#### 引用文
「安全」産業に注目

2010/06/22 長尾 尚訓
安全
産業

中国富裕層の人気商品

日本を訪れる中国人観光客が増えており、来日する中国富裕層をターゲットとしたビジネスが活発化している。街では中国語の案内看板を出す店が増えており、家電店、ブランド品の店が多いが、ドラッグストアで日本製の化粧品、薬品、医療品、日用品を買っていく観光客も多い。日本製の商品を購入する理由は様々であるが、日本製は品質が良くて「安全」であるという部分が評価されていることが大きな理由であろう。2008年に中国大手メーカーが有害物質のメラミンを混入したミルクを販売した事件が発生して以後、中国では日本メーカーの粉ミルクが大人気となっているが、これも日本製品の安全性が評価されたものである。

中国自動車の弱点

2009年に中国の自動車の生産台数と販売台数はいずれも1,350万台に達し、いよいよ米国を抜いて世界一になった。供給の中心は日系、ドイツ系などの外資合弁企業であり、今のところ国内メーカーは高いシェアを占めるには至っていない。ドイツの調査機関の調査によると、中国独資の自動車メーカーはアジア以外での販売は低調であり、欧州での販売シェアは1%に過ぎないとされている。この原因の1つとして安全性の問題が指摘されている。ドイツ自動車連盟が実施した衝突テストで、中国製の四輪駆動車が史上初の星ゼロ(最低評価)となったニュースが報道されたが、未だ安全性の面では日本製をはじめとする海外の自動車にはキャッチアップできていない。

#### 作業内容
上の「安全」産業についての文章を、最後の段落の次から書き継いでください。

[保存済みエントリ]
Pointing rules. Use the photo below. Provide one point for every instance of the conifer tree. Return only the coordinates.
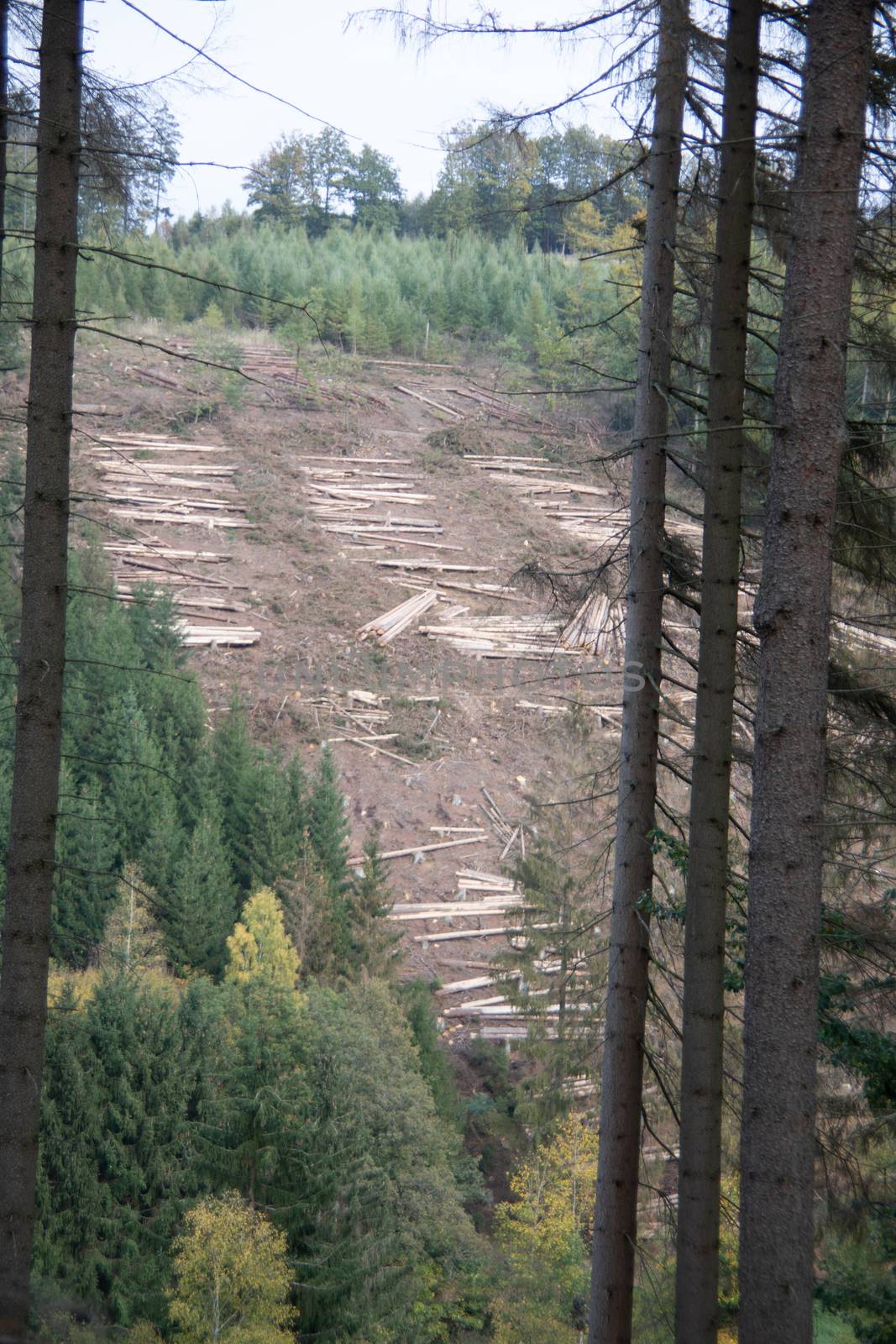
(159, 857)
(328, 827)
(139, 786)
(793, 620)
(371, 938)
(116, 1139)
(40, 654)
(627, 964)
(275, 833)
(315, 918)
(85, 885)
(73, 1205)
(201, 905)
(233, 780)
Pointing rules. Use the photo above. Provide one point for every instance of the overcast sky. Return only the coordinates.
(360, 80)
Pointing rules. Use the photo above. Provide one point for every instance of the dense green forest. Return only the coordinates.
(254, 1126)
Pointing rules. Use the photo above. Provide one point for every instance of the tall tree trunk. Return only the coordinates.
(35, 781)
(705, 960)
(4, 134)
(617, 1194)
(792, 617)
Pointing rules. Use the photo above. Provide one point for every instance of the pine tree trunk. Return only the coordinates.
(4, 139)
(792, 617)
(705, 958)
(35, 783)
(617, 1194)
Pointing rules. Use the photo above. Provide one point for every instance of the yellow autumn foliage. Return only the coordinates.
(231, 1277)
(546, 1236)
(258, 948)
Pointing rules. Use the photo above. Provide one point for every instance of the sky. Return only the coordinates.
(360, 78)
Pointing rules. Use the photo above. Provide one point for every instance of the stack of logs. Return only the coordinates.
(150, 480)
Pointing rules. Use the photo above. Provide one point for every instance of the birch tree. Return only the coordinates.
(620, 1135)
(792, 617)
(35, 785)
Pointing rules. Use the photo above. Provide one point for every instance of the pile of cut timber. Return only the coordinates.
(385, 628)
(590, 512)
(500, 636)
(149, 480)
(459, 401)
(609, 716)
(595, 629)
(374, 507)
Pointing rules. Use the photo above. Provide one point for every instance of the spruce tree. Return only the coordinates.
(201, 905)
(234, 774)
(85, 882)
(328, 828)
(315, 918)
(371, 938)
(73, 1203)
(275, 835)
(139, 786)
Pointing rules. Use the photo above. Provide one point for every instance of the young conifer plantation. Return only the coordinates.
(516, 967)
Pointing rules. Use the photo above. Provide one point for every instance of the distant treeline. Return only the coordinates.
(555, 192)
(369, 291)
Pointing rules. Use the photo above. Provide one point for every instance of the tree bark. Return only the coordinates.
(617, 1194)
(705, 958)
(792, 617)
(4, 134)
(35, 783)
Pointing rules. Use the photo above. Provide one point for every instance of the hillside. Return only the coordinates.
(463, 743)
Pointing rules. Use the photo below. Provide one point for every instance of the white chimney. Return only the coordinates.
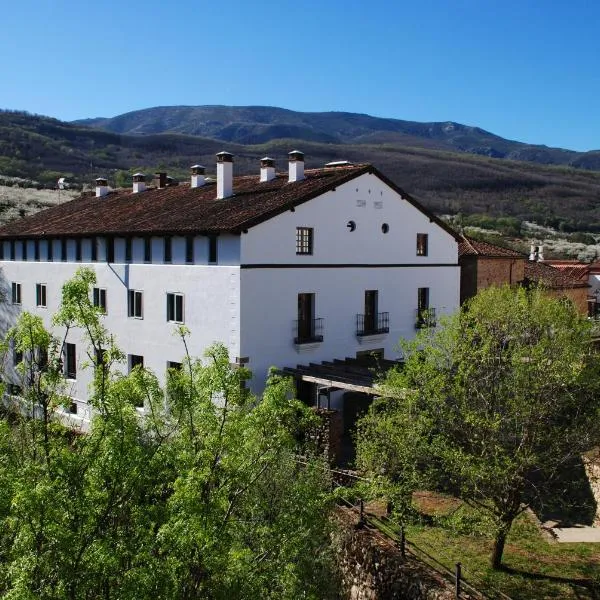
(296, 165)
(197, 176)
(101, 187)
(139, 183)
(533, 252)
(224, 175)
(267, 169)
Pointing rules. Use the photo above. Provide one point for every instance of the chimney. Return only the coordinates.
(139, 183)
(296, 165)
(101, 187)
(267, 169)
(533, 252)
(224, 175)
(161, 179)
(197, 176)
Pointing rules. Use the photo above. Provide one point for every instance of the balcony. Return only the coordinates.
(309, 331)
(424, 317)
(374, 324)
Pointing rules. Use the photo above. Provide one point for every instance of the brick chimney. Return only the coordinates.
(139, 183)
(296, 169)
(224, 175)
(267, 169)
(197, 176)
(101, 187)
(161, 179)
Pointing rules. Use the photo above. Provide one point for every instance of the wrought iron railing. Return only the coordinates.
(308, 331)
(425, 317)
(372, 324)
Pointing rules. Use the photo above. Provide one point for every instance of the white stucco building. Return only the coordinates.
(283, 268)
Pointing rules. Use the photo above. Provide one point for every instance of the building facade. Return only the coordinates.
(283, 268)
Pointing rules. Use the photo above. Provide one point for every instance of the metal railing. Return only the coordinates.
(308, 331)
(372, 324)
(425, 317)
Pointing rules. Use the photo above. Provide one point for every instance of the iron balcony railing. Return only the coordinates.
(424, 317)
(308, 331)
(372, 324)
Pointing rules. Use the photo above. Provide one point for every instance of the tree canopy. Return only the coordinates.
(492, 406)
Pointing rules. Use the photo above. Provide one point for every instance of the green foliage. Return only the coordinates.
(198, 495)
(488, 407)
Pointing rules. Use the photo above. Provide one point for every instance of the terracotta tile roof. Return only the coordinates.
(470, 247)
(182, 209)
(550, 276)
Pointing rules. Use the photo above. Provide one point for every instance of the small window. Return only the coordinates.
(168, 249)
(128, 253)
(99, 298)
(135, 304)
(135, 360)
(16, 293)
(175, 308)
(304, 240)
(189, 249)
(40, 295)
(70, 368)
(422, 242)
(110, 249)
(212, 249)
(94, 250)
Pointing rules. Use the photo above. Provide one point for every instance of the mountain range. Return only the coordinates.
(443, 165)
(250, 125)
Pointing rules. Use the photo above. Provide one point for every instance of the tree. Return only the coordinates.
(199, 495)
(491, 406)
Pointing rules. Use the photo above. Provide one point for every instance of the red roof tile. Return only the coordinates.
(471, 247)
(185, 210)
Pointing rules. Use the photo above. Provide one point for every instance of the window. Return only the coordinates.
(308, 328)
(135, 304)
(70, 368)
(422, 243)
(175, 308)
(135, 360)
(189, 249)
(16, 293)
(304, 240)
(99, 298)
(168, 249)
(40, 295)
(94, 249)
(128, 250)
(212, 249)
(110, 249)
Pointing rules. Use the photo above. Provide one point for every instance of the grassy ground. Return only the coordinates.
(536, 567)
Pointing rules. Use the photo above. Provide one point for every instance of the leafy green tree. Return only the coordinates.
(490, 406)
(197, 495)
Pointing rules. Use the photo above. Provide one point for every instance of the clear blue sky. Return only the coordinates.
(523, 69)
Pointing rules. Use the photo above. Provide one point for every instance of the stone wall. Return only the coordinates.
(372, 568)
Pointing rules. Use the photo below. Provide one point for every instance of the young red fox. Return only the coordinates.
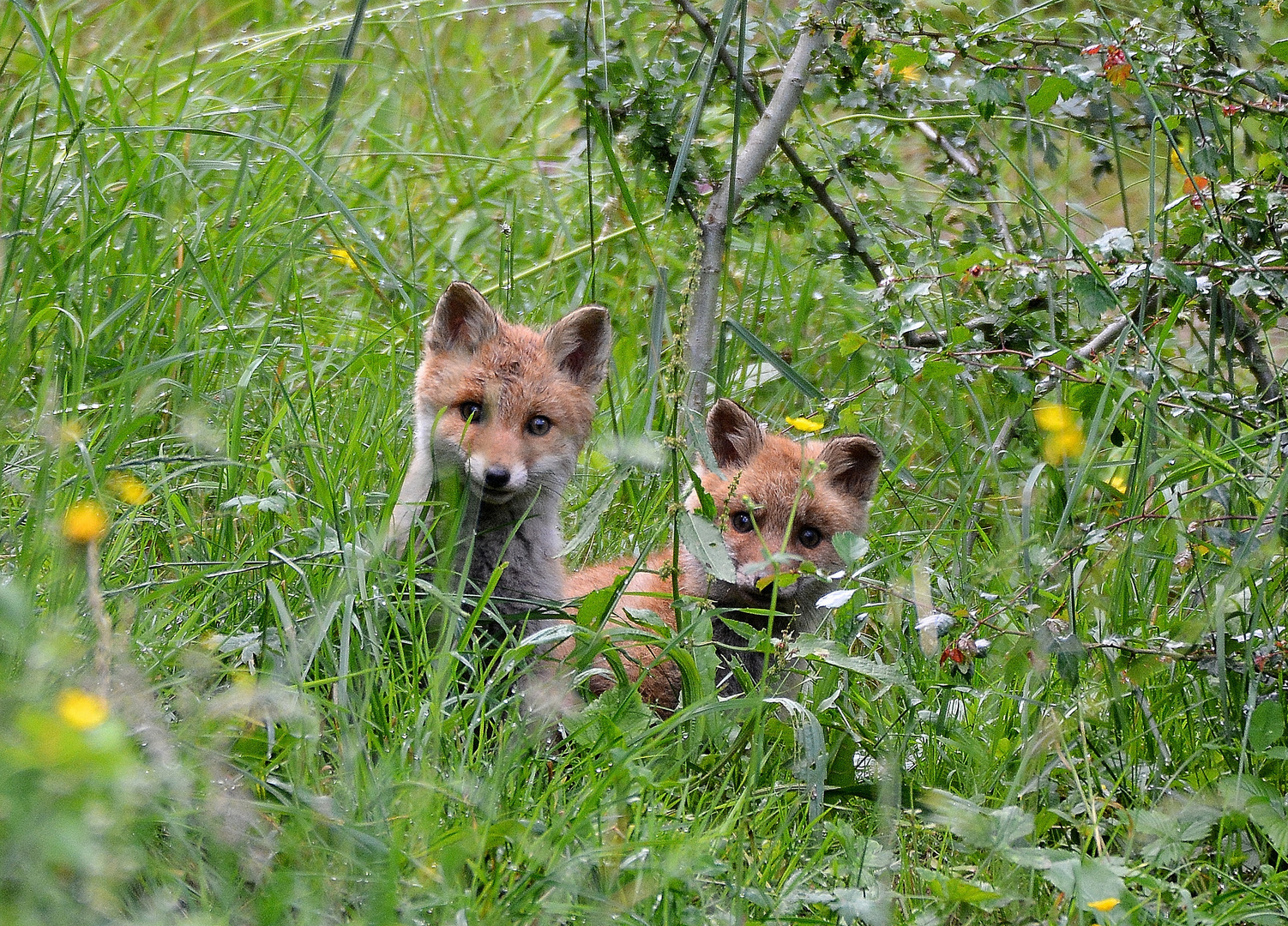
(509, 408)
(773, 496)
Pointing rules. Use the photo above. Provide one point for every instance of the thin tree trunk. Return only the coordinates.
(715, 223)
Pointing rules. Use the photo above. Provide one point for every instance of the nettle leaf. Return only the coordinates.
(1265, 725)
(705, 541)
(851, 548)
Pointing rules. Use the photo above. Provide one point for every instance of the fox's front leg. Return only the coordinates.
(411, 499)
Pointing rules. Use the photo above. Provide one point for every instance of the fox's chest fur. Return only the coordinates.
(509, 410)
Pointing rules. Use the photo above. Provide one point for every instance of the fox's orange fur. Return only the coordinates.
(773, 496)
(510, 410)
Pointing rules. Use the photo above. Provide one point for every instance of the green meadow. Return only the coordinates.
(223, 227)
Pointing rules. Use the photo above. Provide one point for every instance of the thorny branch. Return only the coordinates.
(966, 163)
(715, 223)
(817, 187)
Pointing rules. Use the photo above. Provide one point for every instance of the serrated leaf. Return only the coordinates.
(1092, 295)
(705, 541)
(851, 548)
(828, 652)
(1265, 725)
(1049, 92)
(1183, 281)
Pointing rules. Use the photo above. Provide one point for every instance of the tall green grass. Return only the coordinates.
(208, 289)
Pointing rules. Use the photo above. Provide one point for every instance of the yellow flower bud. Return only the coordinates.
(85, 522)
(80, 708)
(129, 489)
(807, 425)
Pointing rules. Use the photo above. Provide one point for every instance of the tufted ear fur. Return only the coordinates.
(462, 320)
(581, 344)
(734, 436)
(853, 466)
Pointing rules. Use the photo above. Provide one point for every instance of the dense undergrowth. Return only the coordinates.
(1057, 310)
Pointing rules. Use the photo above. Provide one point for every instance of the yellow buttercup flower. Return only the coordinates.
(1062, 433)
(808, 425)
(341, 256)
(80, 708)
(129, 489)
(85, 522)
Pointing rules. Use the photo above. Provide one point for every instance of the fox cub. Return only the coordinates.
(773, 496)
(509, 408)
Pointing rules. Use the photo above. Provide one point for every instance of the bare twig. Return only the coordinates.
(966, 163)
(715, 223)
(995, 454)
(1247, 333)
(94, 595)
(817, 187)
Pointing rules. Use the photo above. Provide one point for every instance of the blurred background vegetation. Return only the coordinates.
(1034, 251)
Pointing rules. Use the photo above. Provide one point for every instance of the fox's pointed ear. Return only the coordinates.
(581, 343)
(734, 436)
(462, 320)
(853, 466)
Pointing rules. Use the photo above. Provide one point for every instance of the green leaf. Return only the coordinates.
(705, 541)
(1183, 281)
(773, 358)
(852, 341)
(1267, 813)
(817, 648)
(851, 548)
(1265, 725)
(1278, 49)
(1093, 297)
(1049, 92)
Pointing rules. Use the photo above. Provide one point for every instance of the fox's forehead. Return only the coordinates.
(510, 374)
(782, 479)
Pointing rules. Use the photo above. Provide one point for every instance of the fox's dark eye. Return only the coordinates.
(810, 538)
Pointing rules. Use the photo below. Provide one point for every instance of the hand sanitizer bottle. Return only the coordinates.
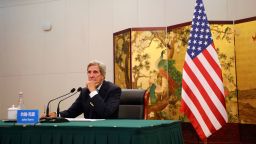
(20, 101)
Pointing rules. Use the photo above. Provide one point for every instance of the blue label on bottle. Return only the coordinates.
(27, 116)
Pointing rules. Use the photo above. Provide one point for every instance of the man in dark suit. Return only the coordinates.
(99, 99)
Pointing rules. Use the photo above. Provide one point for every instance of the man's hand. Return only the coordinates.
(92, 85)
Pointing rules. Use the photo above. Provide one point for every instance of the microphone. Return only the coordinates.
(58, 108)
(47, 108)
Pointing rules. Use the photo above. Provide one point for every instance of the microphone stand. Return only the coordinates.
(48, 118)
(59, 119)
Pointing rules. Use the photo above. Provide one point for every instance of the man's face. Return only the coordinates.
(94, 74)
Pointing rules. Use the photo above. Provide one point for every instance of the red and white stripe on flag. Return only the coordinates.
(203, 99)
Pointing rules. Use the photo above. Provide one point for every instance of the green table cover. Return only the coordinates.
(93, 132)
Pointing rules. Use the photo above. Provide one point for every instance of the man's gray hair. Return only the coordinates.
(101, 66)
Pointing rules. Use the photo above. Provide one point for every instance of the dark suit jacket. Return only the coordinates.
(104, 105)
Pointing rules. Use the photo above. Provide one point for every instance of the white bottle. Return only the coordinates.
(20, 101)
(12, 113)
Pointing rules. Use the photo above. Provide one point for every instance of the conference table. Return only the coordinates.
(93, 132)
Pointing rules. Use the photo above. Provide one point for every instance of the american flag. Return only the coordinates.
(203, 100)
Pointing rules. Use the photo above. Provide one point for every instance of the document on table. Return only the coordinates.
(83, 119)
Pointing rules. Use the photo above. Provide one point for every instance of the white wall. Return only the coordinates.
(46, 64)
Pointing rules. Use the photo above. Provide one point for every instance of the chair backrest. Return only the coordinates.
(132, 104)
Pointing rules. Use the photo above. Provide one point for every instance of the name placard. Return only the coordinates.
(27, 116)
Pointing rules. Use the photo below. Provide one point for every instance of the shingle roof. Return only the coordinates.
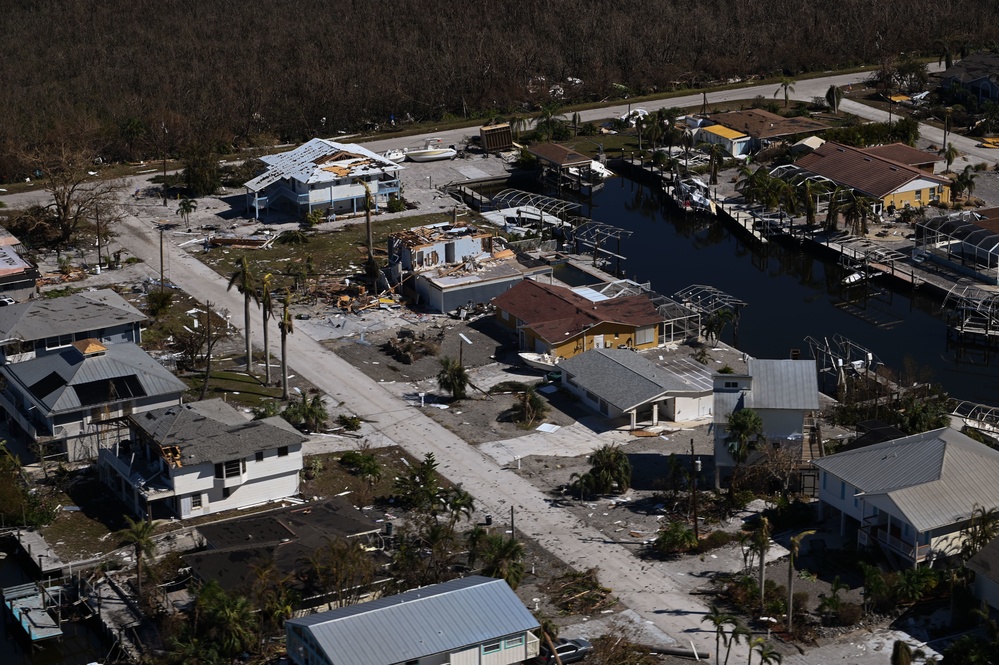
(437, 619)
(624, 378)
(555, 313)
(320, 160)
(867, 173)
(899, 152)
(935, 478)
(783, 384)
(80, 312)
(69, 381)
(212, 431)
(984, 64)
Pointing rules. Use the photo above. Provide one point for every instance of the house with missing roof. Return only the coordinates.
(566, 322)
(444, 267)
(870, 173)
(785, 394)
(287, 537)
(977, 73)
(468, 621)
(73, 402)
(50, 325)
(912, 496)
(188, 460)
(621, 382)
(323, 175)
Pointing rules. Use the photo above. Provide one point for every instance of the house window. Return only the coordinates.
(645, 335)
(492, 647)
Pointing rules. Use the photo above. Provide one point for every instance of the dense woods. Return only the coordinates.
(137, 78)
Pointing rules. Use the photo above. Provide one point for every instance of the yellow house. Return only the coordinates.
(872, 174)
(556, 320)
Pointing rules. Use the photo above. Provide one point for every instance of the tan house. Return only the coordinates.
(872, 174)
(557, 320)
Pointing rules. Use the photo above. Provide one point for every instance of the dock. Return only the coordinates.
(30, 605)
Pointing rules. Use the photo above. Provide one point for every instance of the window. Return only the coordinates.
(58, 341)
(645, 335)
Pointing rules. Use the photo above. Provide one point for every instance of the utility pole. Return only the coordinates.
(695, 468)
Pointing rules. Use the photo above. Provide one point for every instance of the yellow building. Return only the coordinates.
(870, 173)
(556, 320)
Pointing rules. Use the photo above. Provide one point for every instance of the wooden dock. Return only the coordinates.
(30, 605)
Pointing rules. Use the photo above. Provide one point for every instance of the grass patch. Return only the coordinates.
(235, 388)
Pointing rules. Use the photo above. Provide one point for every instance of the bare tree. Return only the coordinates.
(77, 196)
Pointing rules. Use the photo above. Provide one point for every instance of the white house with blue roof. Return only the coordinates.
(469, 621)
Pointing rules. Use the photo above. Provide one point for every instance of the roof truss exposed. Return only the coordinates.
(515, 198)
(707, 299)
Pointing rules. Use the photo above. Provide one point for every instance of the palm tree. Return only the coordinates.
(287, 327)
(719, 620)
(792, 553)
(745, 431)
(504, 559)
(768, 654)
(833, 97)
(611, 469)
(452, 378)
(245, 281)
(950, 153)
(267, 308)
(185, 208)
(787, 84)
(856, 210)
(761, 542)
(138, 534)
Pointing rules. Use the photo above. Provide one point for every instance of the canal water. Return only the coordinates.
(79, 645)
(789, 294)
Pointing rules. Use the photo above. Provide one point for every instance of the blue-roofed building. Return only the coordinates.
(783, 392)
(469, 621)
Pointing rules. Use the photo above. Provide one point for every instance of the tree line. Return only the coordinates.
(139, 79)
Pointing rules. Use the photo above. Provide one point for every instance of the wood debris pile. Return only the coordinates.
(580, 593)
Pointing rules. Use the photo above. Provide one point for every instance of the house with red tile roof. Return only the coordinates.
(888, 181)
(557, 320)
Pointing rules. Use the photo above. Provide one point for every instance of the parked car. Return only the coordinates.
(569, 651)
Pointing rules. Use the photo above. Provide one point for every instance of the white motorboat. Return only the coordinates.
(543, 361)
(433, 150)
(397, 155)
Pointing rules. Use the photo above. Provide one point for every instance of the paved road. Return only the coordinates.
(657, 591)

#### 想定解答
国内の「安全」産業

安全性への要求は国内でも高まっている。食の他にも、防災、防犯、情報セキュリティ等の狭義の安全分野では、多くの商品・サービスが開発されており、市場が拡大している。例えば、新型インフルエンザの流行、大規模地震の発生などに伴い、BCP(事業継続計画)やBCM(事業継続マネジメント)の市場が拡大しており、2013年には1兆6,500億円の市場規模になるという予測もある。
さらに、人類の生存に関する「安全」への危機感が高まっている。地球環境問題、食糧、水の問題等が懸念されており、我が国でもグリーン家電普及促進事業、いわゆるエコカー減税など官民が連携した取組を行っている。先進国を中心として、人類の生存に係わる「安全」分野を対象として、新たな市場の創出が行われており、将来巨大な市場が誕生するとみられる。

ビジネスの成長ドライバー:「安全」

このように捉えると、今後のビジネスは「安全」という要素が成長のドライバーになる可能性がある。かつては我が国では安全はタダとされていたが、経済的に豊になったことから、安全に対するニーズが顕在化している。また、科学技術の進化によって安全に対する様々なニーズに応える製品、サービスを提供できるようになっている。今後の新規ビジネスを考える際に、「安全」という視点から既存製品を捉え直してみると、新規ビジネスが見えてくる可能性がある。